> Objectif a: Transforme en liste numérotée les lignes des enregistrements, en partant de la ligne qui contient « book spine, place » et en allant jusqu'à la fin des enregistrements, bornes comprises. Laisse de côté les lignes vides.

------ Texte cité ------

Nous l’avons déjà constaté par le passé, réaliser un jeu pour enfants est un exercice bien souvent périlleux, et rares sont les sociétés à s’en être tirées avec les honneurs. Pour commencer, il faut en général un héros fédérateur. Ce n’est pas vraiment le cas ici, puisque la série de livres pour enfants créée par Jan et Stan Berenstain dans les années 60 n’a pas rencontré la renommée mondiale, pas plus que la série animée des années 80 qui en a été adaptée. Bref, les Berenstain Bears, c’est pas Winnie l’Ourson ni Super Baloo.
SCOUT TOUJOURS
La famille Berenstain est partie faire du camping au beau milieu d’un parc naturel, comme n’importe quelle famille américaine des années 60 vivant la majeure partie de son temps dans une immense mégalopole, sauf que là, c’est une famille d’ours. Pendant que Maman Ours prépare le repas et que Papa Ours monte la tente (ah le salaud, alors que sa femme et ses gosses sont juste à côté !), Frère Ours et Sœur Ours décident d’explorer les environs, non sans avoir, comme deux chiards bien élevés, demandé la permission à leur géniteurs.
LA PELLE DE LA NATURE
The Berenstain Bears’ Camping Adventure est un jeu de plates-formes certes, mais un jeu de plates-formes RÉ-VO-LU-TIO-NNAI-RE ! Oh que si ! Déjà, pour commencer, il vous permet de jouer non pas avec un, mais bien avec deux personnages différents ! Rendez-vous compte : vous pouvez choisir d’incarner Frère Ours ou Sœur Ours, c’est génial non ? Et ça ne s’arrête pas là ! Une fois l’aventure commencée, vous pourrez encore sélectionner PAR VOUS-MÊME l’ordre dans lequel vous souhaitez traverser les trois niveaux du jeu ! Chacun de ces stages est qui plus est constitué de rien moins que trois sections différentes, et même, tenez-vous bien, d’une quatrième zone où vous affrontez… un boss ! Brrr… Ça fait peur, écrit comme ça. Et parce que, décidément, les développeurs ne nous laissent pas souffler une minute sous ce déluge d’innovations, figurez-vous, je vous le donne en mille, qu’une fois les trois mondes traversés, vous en débloquez un quatrième ! Avec ses trois sections et son boss à lui, entièrement différents des précédents !

------ Les données ------

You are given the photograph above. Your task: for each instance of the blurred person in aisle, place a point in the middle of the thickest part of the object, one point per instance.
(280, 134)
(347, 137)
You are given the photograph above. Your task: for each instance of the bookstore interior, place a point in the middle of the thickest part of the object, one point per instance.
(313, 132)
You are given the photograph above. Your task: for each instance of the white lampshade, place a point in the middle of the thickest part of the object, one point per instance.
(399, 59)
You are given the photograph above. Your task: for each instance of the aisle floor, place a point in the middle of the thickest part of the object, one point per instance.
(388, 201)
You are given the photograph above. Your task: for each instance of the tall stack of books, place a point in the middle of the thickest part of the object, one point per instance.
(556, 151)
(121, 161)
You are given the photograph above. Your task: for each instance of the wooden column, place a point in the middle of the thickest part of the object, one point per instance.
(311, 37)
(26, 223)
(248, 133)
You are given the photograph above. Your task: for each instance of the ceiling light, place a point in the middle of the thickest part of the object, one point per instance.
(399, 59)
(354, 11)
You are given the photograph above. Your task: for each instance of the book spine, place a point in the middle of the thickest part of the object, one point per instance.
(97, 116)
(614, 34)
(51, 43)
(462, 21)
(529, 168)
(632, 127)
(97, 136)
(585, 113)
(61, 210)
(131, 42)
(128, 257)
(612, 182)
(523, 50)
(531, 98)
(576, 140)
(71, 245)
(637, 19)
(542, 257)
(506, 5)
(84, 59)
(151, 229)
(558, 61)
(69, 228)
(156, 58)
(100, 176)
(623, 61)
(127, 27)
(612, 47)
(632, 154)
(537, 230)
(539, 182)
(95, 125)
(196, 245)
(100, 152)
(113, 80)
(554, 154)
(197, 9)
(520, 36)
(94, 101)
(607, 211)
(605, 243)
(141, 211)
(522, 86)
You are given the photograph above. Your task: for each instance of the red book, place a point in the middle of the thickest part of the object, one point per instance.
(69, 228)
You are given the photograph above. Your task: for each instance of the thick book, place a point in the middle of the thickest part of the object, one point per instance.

------

> Objectif b: Dans la critique du jeu, qui a créé la série de livres pour enfants mettant en scène les Berenstain Bears ?

> Réponse attendue a:
1. You are given the photograph above. Your task: for each instance of the book spine, place a point in the middle of the thickest part of the object, one point per instance.
2. (97, 116)
3. (614, 34)
4. (51, 43)
5. (462, 21)
6. (529, 168)
7. (632, 127)
8. (97, 136)
9. (585, 113)
10. (61, 210)
11. (131, 42)
12. (128, 257)
13. (612, 182)
14. (523, 50)
15. (531, 98)
16. (576, 140)
17. (71, 245)
18. (637, 19)
19. (542, 257)
20. (506, 5)
21. (84, 59)
22. (151, 229)
23. (558, 61)
24. (69, 228)
25. (156, 58)
26. (100, 176)
27. (623, 61)
28. (127, 27)
29. (612, 47)
30. (632, 154)
31. (537, 230)
32. (539, 182)
33. (95, 125)
34. (196, 245)
35. (100, 152)
36. (113, 80)
37. (554, 154)
38. (197, 9)
39. (520, 36)
40. (94, 101)
41. (607, 211)
42. (605, 243)
43. (141, 211)
44. (522, 86)
45. You are given the photograph above. Your task: for each instance of the red book, place a point in the middle of the thickest part of the object, one point per instance.
46. (69, 228)
47. You are given the photograph above. Your task: for each instance of the thick book, place a point in the middle of the thickest part of the object, one point per instance.

> Réponse attendue b: Jan et Stan Berenstain.